PROBLEM STATEMENT »
Of the entries below, restate word for word only the section that runs from the line with "[[314, 174], [234, 14], [233, 55], [308, 121]]" to the line with "[[117, 22], [25, 47]]", counting both ends.
Start of PROVIDED MATERIAL
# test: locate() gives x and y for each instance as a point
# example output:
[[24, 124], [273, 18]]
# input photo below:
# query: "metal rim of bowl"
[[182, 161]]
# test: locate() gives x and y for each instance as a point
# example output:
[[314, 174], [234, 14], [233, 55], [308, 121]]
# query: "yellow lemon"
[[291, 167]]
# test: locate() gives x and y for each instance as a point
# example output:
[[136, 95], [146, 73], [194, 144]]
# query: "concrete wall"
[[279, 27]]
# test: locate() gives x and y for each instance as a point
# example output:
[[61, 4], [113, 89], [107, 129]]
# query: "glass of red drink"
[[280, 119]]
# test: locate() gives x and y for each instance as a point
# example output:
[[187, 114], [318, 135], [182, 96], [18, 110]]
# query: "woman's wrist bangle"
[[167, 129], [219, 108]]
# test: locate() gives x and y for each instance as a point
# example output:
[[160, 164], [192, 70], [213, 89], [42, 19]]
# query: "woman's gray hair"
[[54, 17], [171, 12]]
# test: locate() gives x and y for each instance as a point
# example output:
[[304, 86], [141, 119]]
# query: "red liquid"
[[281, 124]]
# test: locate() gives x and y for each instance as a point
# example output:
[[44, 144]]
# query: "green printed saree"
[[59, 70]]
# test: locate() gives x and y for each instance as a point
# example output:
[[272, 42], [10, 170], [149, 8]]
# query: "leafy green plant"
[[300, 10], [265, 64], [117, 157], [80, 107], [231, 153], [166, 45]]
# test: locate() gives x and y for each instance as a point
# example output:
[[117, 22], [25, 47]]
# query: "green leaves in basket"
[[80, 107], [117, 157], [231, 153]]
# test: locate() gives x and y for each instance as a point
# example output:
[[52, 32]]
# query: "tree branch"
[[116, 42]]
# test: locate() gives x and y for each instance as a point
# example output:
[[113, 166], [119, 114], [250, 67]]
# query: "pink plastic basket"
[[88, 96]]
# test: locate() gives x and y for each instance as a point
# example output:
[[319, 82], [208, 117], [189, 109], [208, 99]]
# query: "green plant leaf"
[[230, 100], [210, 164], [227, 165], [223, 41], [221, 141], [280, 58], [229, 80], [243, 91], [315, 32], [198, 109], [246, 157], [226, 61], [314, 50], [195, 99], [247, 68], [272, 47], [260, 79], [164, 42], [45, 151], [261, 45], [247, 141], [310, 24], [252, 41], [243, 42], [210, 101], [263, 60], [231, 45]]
End of PROVIDED MATERIAL
RESULT OF THIS EXERCISE »
[[314, 174], [234, 14], [233, 55], [308, 121]]
# query: "yellow lemon"
[[291, 167]]
# test: locate() gives x and y for each instance as a point
# example output:
[[136, 95], [146, 73], [194, 144]]
# query: "concrete wall"
[[279, 27]]
# test: locate() gives x and y for each instance as a point
# example output:
[[61, 4], [113, 89], [107, 129]]
# query: "glass of red drink"
[[280, 119]]
# test: locate() gives x and y for each instance as a point
# example output:
[[187, 114], [318, 135], [182, 96], [18, 110]]
# query: "woman's wrist bangle"
[[167, 129], [219, 108]]
# test: locate() gives x and y for each instance as a point
# example output:
[[160, 164], [192, 70], [213, 89], [42, 19]]
# query: "woman's gray hair"
[[54, 17], [171, 12]]
# test: locate() gives x and y for each instance as a point
# example output:
[[304, 86], [141, 119]]
# query: "red liquid"
[[281, 124]]
# test: locate() gives x and y for each instance as a point
# example output:
[[44, 144]]
# query: "green printed saree"
[[59, 70]]
# test: locate() gives x and y for each instance as a point
# example output:
[[272, 42], [10, 170], [149, 8]]
# query: "leafy green plant"
[[300, 10], [265, 64], [117, 157], [80, 107], [231, 153], [166, 45]]
# test: locate() gives x and y for each instance as a point
# example output:
[[117, 22], [25, 47]]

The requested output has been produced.